==== Material provided ====

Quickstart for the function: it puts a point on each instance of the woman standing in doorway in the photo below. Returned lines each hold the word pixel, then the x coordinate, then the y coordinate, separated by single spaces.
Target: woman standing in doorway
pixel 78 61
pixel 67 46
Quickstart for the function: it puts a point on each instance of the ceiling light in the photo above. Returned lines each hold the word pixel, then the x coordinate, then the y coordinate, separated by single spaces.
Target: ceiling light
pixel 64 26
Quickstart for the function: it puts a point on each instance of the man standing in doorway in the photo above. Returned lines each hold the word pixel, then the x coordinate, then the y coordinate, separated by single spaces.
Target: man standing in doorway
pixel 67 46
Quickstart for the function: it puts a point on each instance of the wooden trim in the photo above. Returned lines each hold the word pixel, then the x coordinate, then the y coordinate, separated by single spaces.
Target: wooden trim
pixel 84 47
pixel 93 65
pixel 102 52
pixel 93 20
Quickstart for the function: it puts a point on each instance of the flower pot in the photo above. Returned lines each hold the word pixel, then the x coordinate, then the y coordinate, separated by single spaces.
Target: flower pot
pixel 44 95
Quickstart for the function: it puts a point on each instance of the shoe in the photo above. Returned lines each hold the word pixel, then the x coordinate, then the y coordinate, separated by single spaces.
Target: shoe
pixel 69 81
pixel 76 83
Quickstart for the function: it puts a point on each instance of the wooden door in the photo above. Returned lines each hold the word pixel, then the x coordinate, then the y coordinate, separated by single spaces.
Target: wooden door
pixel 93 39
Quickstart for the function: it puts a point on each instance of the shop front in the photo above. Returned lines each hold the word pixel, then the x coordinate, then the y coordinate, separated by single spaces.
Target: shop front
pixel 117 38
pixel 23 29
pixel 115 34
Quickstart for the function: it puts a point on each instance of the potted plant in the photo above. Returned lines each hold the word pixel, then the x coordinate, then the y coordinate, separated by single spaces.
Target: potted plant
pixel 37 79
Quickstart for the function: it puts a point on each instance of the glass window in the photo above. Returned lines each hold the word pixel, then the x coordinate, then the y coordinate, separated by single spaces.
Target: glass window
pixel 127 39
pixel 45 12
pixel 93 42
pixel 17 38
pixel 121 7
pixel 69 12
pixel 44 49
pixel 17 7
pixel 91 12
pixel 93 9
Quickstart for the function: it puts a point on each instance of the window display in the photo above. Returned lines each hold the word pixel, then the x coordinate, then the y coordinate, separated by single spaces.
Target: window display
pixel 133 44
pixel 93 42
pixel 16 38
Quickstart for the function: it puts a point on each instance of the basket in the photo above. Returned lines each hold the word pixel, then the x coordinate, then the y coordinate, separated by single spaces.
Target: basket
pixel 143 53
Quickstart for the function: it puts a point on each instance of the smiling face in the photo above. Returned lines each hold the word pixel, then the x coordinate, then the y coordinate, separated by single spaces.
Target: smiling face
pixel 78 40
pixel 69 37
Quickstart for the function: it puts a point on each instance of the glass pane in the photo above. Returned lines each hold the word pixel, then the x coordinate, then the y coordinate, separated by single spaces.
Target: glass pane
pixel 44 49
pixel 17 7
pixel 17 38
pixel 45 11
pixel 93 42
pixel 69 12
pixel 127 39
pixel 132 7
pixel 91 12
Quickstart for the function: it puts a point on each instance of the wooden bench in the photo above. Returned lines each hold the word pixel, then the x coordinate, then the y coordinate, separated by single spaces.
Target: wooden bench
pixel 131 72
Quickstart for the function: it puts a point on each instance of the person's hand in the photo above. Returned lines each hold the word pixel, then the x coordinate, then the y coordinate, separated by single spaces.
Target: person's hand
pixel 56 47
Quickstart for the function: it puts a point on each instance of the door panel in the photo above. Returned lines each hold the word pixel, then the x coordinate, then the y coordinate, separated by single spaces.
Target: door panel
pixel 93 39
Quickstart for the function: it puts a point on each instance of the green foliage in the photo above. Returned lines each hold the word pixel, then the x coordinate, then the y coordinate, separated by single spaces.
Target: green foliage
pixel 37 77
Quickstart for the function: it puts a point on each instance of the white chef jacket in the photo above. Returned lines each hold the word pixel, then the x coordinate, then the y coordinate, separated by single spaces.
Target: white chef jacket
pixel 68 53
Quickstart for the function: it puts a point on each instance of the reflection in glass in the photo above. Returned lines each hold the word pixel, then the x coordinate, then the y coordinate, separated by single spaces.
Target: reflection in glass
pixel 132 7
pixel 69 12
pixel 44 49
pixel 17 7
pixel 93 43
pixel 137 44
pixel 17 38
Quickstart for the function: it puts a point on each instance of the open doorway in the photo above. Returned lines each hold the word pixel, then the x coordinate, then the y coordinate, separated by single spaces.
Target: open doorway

====

**Exercise goal**
Where the string "open" appears in a line of the entries above, return that line.

**Final answer**
Quickstart for the function: it puts a point on each instance of the open doorway in the photo above. Returned lines each hold the word pixel, then the x coordinate, then the y coordinate, separated by single spaces.
Target: open doorway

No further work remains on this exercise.